### Stored data entries
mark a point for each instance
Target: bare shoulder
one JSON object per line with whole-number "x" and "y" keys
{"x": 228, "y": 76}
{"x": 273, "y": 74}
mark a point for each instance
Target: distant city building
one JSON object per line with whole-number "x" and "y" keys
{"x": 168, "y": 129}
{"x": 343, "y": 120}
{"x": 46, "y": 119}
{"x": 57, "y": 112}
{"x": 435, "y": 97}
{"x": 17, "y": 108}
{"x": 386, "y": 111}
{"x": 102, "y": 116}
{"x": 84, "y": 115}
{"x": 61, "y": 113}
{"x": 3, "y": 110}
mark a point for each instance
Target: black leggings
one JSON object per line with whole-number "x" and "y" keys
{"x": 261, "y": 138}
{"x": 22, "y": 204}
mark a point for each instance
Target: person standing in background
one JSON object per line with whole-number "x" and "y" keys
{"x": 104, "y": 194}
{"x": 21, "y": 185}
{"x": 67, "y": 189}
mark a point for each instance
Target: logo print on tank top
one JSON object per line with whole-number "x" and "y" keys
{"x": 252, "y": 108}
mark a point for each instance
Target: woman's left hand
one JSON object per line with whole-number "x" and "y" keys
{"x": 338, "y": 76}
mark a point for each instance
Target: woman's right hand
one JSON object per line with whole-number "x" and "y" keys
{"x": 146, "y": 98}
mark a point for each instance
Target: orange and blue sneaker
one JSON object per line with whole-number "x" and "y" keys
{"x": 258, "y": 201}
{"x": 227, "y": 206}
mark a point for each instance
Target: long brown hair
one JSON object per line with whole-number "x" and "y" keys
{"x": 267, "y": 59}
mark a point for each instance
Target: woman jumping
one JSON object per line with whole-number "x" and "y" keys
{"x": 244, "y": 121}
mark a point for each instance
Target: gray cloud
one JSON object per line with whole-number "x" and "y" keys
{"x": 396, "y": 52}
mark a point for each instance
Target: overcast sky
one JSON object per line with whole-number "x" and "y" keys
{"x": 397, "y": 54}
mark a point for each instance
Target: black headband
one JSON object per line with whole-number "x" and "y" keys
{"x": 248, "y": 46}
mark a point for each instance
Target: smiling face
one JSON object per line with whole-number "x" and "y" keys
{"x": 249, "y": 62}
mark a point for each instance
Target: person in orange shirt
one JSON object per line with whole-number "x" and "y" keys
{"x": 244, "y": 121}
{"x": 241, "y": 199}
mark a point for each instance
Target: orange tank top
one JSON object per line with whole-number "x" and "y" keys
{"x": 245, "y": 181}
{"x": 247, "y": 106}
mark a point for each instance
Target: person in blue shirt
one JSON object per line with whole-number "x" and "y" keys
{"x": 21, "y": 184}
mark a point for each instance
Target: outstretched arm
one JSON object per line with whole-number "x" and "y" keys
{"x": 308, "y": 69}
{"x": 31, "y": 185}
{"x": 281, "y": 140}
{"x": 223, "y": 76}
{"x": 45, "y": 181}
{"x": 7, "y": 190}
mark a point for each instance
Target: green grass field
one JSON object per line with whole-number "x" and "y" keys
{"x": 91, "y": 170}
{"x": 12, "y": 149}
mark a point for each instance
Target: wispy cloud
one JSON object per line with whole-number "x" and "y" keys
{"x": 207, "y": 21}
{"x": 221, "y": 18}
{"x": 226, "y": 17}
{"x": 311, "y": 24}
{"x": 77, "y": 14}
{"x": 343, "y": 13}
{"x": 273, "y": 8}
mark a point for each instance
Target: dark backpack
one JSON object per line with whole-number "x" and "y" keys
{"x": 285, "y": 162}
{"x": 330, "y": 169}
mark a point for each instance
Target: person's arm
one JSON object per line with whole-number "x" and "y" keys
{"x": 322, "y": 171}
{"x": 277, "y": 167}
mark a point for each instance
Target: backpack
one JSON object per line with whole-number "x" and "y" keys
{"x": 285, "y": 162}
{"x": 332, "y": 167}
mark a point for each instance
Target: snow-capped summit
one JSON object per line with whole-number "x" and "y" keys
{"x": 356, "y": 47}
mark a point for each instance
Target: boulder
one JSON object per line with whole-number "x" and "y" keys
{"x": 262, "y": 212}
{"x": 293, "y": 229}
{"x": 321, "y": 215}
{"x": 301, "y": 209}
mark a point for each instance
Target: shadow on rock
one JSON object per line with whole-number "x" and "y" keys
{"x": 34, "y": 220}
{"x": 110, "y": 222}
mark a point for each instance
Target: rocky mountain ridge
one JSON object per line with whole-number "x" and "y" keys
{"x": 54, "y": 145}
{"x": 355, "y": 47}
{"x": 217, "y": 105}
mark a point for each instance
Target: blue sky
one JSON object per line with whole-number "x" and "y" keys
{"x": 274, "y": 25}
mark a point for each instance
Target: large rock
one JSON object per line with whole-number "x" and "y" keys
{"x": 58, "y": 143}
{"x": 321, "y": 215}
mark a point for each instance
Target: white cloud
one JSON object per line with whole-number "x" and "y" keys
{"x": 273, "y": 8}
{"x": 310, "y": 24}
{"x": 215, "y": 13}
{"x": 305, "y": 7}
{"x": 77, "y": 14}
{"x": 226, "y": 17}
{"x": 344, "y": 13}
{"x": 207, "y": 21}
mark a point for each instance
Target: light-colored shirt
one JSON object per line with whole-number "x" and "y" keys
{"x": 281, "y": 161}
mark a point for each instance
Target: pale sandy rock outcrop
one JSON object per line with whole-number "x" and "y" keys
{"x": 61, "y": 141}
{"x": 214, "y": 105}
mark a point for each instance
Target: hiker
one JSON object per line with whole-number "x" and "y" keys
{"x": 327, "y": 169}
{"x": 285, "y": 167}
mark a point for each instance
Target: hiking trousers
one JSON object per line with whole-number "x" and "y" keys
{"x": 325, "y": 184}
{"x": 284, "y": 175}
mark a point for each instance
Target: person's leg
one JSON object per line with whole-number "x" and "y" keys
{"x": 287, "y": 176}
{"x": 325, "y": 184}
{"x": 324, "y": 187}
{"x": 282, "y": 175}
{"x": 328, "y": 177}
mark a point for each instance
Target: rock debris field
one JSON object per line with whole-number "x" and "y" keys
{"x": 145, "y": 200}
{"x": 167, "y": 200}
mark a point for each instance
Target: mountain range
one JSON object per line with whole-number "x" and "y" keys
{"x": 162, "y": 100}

### Task objective
Restate the listing in full, word for word.

### Result
mark a point for each instance
Target: bare shoulder
one JSON object per line with whole-number "x" and "y" keys
{"x": 228, "y": 76}
{"x": 273, "y": 74}
mark a point for each instance
Target: distant city building
one JSON object per line with whole-number "x" and "y" keys
{"x": 168, "y": 129}
{"x": 343, "y": 120}
{"x": 46, "y": 119}
{"x": 57, "y": 112}
{"x": 435, "y": 97}
{"x": 17, "y": 108}
{"x": 386, "y": 111}
{"x": 102, "y": 116}
{"x": 84, "y": 115}
{"x": 61, "y": 113}
{"x": 3, "y": 110}
mark a point for each instance
Target: black leggings
one JSON object per line with whole-number "x" and "y" keys
{"x": 261, "y": 138}
{"x": 22, "y": 204}
mark a point for each instance
Target: person standing in background
one JSON object per line with whole-number "x" and "y" keys
{"x": 104, "y": 194}
{"x": 21, "y": 185}
{"x": 67, "y": 189}
mark a point for each instance
Target: logo print on tank top
one JSON object per line with whole-number "x" and "y" keys
{"x": 252, "y": 108}
mark a point for each instance
Target: woman's left hand
one JSON object per line with whole-number "x" and "y" keys
{"x": 338, "y": 76}
mark a point for each instance
Target: woman's right hand
one JSON object per line with whole-number "x" and "y" keys
{"x": 146, "y": 98}
mark a point for each instance
Target: orange and blue sneaker
one JSON object per line with whole-number "x" and "y" keys
{"x": 258, "y": 201}
{"x": 227, "y": 206}
mark a point for each instance
Target: long brown hair
one JSON object per line with whole-number "x" and "y" keys
{"x": 267, "y": 59}
mark a point for each instance
Target: woman jumping
one JSON object per line with whole-number "x" and "y" keys
{"x": 244, "y": 121}
mark a point for each instance
Target: gray cloud
one JSON object per line with whole-number "x" and "y" keys
{"x": 396, "y": 52}
mark a point for each instance
Target: overcast sky
one JSON object per line with whole-number "x" and "y" keys
{"x": 397, "y": 54}
mark a point for each instance
Target: black headband
one JSON object per line with whole-number "x" and "y" keys
{"x": 248, "y": 46}
mark a point for each instance
Target: smiling face
one JSON object per line with whole-number "x" and "y" keys
{"x": 249, "y": 62}
mark a point for each instance
Target: person in orange shirt
one JSON object per line with whole-number "x" and "y" keys
{"x": 244, "y": 121}
{"x": 241, "y": 199}
mark a point for each instance
Target: orange tank top
one JSON object per line with whole-number "x" and "y" keys
{"x": 245, "y": 181}
{"x": 247, "y": 106}
mark a point for each instance
Target: person in blue shirt
one JSON object per line with whole-number "x" and "y" keys
{"x": 21, "y": 184}
mark a point for each instance
Target: outstretched arm
one JSON object per line with whole-number "x" and "y" keys
{"x": 308, "y": 69}
{"x": 31, "y": 185}
{"x": 281, "y": 140}
{"x": 223, "y": 76}
{"x": 45, "y": 181}
{"x": 7, "y": 190}
mark a point for each instance
Target: green grass field
one JSON object per line with whole-number "x" and "y" keys
{"x": 91, "y": 170}
{"x": 12, "y": 149}
mark a point for each instance
Target: wispy cloud
one JSON object per line with whole-number "x" and "y" keys
{"x": 207, "y": 21}
{"x": 221, "y": 18}
{"x": 226, "y": 17}
{"x": 311, "y": 24}
{"x": 77, "y": 14}
{"x": 343, "y": 13}
{"x": 273, "y": 8}
mark a point for each instance
Target: dark backpack
one JSON object per line with whole-number "x" and "y" keys
{"x": 285, "y": 162}
{"x": 330, "y": 169}
mark a point for each instance
Target: person's arm
one JSON object per line with whole-number "x" and "y" keys
{"x": 322, "y": 171}
{"x": 277, "y": 167}
mark a point for each instance
Target: backpack
one JSON object per line with whole-number "x" and "y" keys
{"x": 285, "y": 162}
{"x": 332, "y": 167}
mark a point for each instance
Target: snow-capped summit
one JSON object per line with whole-number "x" and "y" keys
{"x": 356, "y": 47}
mark a point for each instance
Target: boulder
one JSON object per line with whole-number "x" and "y" keys
{"x": 262, "y": 212}
{"x": 293, "y": 229}
{"x": 321, "y": 215}
{"x": 301, "y": 209}
mark a point for each instance
Target: shadow on rock
one JSON object per line with whole-number "x" and "y" keys
{"x": 34, "y": 220}
{"x": 110, "y": 222}
mark a point for each instance
Target: rocky mountain ridge
one JSON object per line with whole-number "x" and "y" keys
{"x": 54, "y": 145}
{"x": 355, "y": 47}
{"x": 217, "y": 105}
mark a point for each instance
Target: blue sky
one JSON object per line with whole-number "x" and "y" keys
{"x": 274, "y": 25}
mark a point for each instance
Target: large rock
one JSON object per line with whole-number "x" and "y" keys
{"x": 58, "y": 143}
{"x": 321, "y": 215}
mark a point for each instance
Target: white cloud
one JSON object per line with whole-number "x" and "y" keys
{"x": 273, "y": 8}
{"x": 310, "y": 24}
{"x": 215, "y": 13}
{"x": 305, "y": 7}
{"x": 77, "y": 14}
{"x": 226, "y": 17}
{"x": 344, "y": 13}
{"x": 207, "y": 21}
mark a point for each instance
Target: light-colored shirt
one JSON object per line with whole-number "x" and "y" keys
{"x": 281, "y": 161}
mark a point for each instance
Target: pale sandy rock outcrop
one JSON object per line with whole-number "x" and "y" keys
{"x": 61, "y": 141}
{"x": 214, "y": 105}
mark a point for each instance
Target: hiker
one JSON object per line with whole-number "x" and "y" keys
{"x": 327, "y": 169}
{"x": 285, "y": 167}
mark a point for each instance
Target: hiking trousers
one JSON object per line with whole-number "x" and "y" keys
{"x": 325, "y": 184}
{"x": 284, "y": 175}
mark a point for each instance
Target: person's leg
one JSON object per line with whole-number "x" and "y" keys
{"x": 287, "y": 176}
{"x": 325, "y": 184}
{"x": 324, "y": 187}
{"x": 282, "y": 175}
{"x": 328, "y": 177}
mark a point for each instance
Target: rock debris field
one JSON object per line with whole-number "x" and "y" keys
{"x": 145, "y": 200}
{"x": 167, "y": 200}
mark a point for each instance
Target: mountain range
one JSON object per line with whole-number "x" and "y" keys
{"x": 162, "y": 100}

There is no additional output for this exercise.